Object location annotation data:
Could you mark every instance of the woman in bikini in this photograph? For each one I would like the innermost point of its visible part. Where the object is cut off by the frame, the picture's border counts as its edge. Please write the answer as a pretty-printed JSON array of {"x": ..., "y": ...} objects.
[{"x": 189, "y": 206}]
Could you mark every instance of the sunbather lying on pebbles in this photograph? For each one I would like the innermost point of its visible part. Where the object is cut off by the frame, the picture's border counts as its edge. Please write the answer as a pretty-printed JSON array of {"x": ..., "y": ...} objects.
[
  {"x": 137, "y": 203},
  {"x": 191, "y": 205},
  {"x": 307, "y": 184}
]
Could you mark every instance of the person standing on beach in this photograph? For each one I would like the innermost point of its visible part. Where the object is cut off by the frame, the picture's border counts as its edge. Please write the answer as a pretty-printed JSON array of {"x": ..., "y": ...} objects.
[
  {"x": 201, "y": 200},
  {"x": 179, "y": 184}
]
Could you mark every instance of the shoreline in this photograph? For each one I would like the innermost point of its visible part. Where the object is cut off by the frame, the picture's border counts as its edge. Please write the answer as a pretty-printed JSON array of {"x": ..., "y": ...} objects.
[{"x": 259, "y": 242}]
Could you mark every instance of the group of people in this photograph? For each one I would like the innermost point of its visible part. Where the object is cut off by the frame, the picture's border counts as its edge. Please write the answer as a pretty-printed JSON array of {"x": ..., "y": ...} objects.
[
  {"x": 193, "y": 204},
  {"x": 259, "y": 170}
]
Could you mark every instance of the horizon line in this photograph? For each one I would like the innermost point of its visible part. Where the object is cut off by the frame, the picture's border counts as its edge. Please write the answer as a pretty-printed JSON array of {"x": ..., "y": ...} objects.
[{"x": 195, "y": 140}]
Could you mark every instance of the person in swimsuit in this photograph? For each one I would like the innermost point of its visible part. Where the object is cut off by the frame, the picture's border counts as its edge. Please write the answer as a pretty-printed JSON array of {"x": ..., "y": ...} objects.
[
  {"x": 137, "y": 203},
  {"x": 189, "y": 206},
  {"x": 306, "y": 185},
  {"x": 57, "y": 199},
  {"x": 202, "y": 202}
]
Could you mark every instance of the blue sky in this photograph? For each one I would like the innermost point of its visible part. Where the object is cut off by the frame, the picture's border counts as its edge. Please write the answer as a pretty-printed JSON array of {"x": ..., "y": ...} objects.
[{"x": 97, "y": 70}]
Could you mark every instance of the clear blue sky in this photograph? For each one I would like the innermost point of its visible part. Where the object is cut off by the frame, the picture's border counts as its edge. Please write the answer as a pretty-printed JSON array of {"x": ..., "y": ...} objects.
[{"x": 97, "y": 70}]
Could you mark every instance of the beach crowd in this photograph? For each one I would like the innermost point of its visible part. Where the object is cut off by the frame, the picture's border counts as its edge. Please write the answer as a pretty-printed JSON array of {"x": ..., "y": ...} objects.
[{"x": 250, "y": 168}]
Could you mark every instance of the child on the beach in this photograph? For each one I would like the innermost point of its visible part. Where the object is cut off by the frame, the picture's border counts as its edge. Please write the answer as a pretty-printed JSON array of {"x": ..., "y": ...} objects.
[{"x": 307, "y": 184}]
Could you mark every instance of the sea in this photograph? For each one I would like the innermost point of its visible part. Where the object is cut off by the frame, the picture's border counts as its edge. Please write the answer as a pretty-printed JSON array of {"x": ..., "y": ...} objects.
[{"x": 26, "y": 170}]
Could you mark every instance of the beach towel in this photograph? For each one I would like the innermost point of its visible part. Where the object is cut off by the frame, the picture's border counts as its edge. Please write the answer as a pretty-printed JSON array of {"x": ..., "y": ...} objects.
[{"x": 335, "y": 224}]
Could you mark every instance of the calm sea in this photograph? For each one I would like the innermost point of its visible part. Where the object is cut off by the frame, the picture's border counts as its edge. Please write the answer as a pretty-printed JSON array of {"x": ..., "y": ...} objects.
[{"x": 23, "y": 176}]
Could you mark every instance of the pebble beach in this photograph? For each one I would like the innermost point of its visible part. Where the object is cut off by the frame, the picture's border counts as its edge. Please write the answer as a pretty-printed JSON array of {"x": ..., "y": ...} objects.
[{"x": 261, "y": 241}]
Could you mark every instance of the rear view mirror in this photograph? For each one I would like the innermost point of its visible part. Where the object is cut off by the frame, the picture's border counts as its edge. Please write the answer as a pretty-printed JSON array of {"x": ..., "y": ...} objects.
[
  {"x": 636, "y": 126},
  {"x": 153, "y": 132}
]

Exercise requirements:
Your task is to reproduce all of the records exactly.

Answer in full:
Could you mark every instance of the woman in bikini in this photograph? For each one I would like the innermost point of its visible part. Where the object is cut off by the frame, the picture's border counts as its edge. Please write the answer as a pretty-printed JSON array of {"x": ..., "y": ...} objects.
[{"x": 189, "y": 206}]
Could you mark every instance of the sunbather lying on pebbles in this photograph? For each one I would like the innermost point of its visible part. Where the object is cut off by the frame, the picture's border counts as its edge. Please write the answer as a pretty-printed JSON array of {"x": ..., "y": ...} objects.
[
  {"x": 137, "y": 203},
  {"x": 191, "y": 205},
  {"x": 307, "y": 184}
]
Could you mark every instance of the person standing on beach in this photograph? For each one I would like the innermost point of its visible part. Where the object is cut off by the frame, the picture's border counts as its edge. Please write the answer as a pretty-printed JSON array of {"x": ..., "y": ...} objects.
[
  {"x": 201, "y": 200},
  {"x": 179, "y": 184}
]
Could you mark every instance of the shoreline in this photograph? For each one I would like the innermost point of its visible part. Where the object is cut off by the frame, the picture's border counts as its edge. Please write the answer as a pretty-printed JSON array of {"x": ..., "y": ...} objects.
[{"x": 259, "y": 242}]
Could you mark every instance of the group of people in this photograph? For each one I would like the innermost point of its visible part. Where the object is cut off by the frame, the picture's border counts as its edge. Please write the answer as a pretty-printed JSON array of {"x": ..., "y": ...} objects.
[
  {"x": 193, "y": 204},
  {"x": 259, "y": 170}
]
Could you mark every instance of the horizon line in this photograph? For each one I would like the innermost point of its visible part. Where the object is cut off by the frame, the picture's border counts as its edge. Please write the answer as a pretty-printed JSON array of {"x": ..., "y": ...} objects.
[{"x": 195, "y": 140}]
Could you mark every instance of the person in swimsuit in this photograph? For each one I would like the innermost point of its visible part. Where the object is cut off by the frame, the picture's border counts as its edge. Please write the answer as a pretty-printed JSON array of {"x": ..., "y": ...} objects.
[
  {"x": 137, "y": 203},
  {"x": 189, "y": 206},
  {"x": 306, "y": 185},
  {"x": 57, "y": 199},
  {"x": 202, "y": 202}
]
Could you mark every instance of the blue sky in this photograph? For each one I would like the innermost point of its visible part. Where the object is cut off by the frame, the picture's border counts as its edge. Please write the answer as a pretty-printed JSON array of {"x": ..., "y": ...} objects.
[{"x": 97, "y": 70}]
Could you mark every instance of the clear blue sky in this photograph? For each one I would like the innermost point of its visible part. Where the object is cut off by the frame, the picture's border counts as its edge. Please write the answer as a pretty-printed JSON array of {"x": ..., "y": ...} objects.
[{"x": 97, "y": 70}]
Could you mark every instance of the beach crowd in this photograph? For each one I would like the innermost point of its visible part. Where the object is cut off by the frame, the picture's border counts as its edge. Please write the answer as a pretty-printed JSON array of {"x": ..., "y": ...} objects.
[{"x": 250, "y": 168}]
Could you mark every instance of the child on the beach in this photograph? For each one I would like the innermost point of its visible part. Where the object is cut off by the frame, the picture's border counts as its edge. Please write the answer as a pretty-printed JSON array of {"x": ..., "y": ...} objects.
[{"x": 307, "y": 184}]
Could you mark every instance of the sea in this photograph? For each one I would like the innermost point of its visible part. Where the object is cut off by the frame, the picture's border counts as its edge. Please write the answer as a pretty-printed JSON array of {"x": ..., "y": ...} objects.
[{"x": 26, "y": 170}]
Could you mark every instance of the beach towel in this photograph? For each one I would like the innermost point of its visible part. Where the object is cut off by the frame, the picture's border counts as its edge. Please write the answer as a pretty-printed JSON array of {"x": ..., "y": ...} objects.
[{"x": 335, "y": 224}]
Could you mark every instance of the calm sea in this photograph? For each one I would like the innermost point of its visible part. Where the object is cut off by the frame, the picture's border counts as its edge. Please write the answer as a pretty-printed JSON array of {"x": ..., "y": ...} objects.
[{"x": 23, "y": 176}]
Could you mark every instance of the pebble beach in this photograph? For each one I would like the innermost point of its visible part. Where the object is cut off by the frame, the picture's border counts as its edge. Please write the answer as a pretty-printed JSON array of {"x": ..., "y": ...} objects.
[{"x": 261, "y": 241}]
Could you mark every instance of the rear view mirror in this photograph? For each one I would like the innermost point of its visible part. Where the object is cut off by the frame, the picture's border counts as its edge. Please write the answer as a pretty-printed JSON array of {"x": ..., "y": ...} objects.
[
  {"x": 636, "y": 126},
  {"x": 153, "y": 132}
]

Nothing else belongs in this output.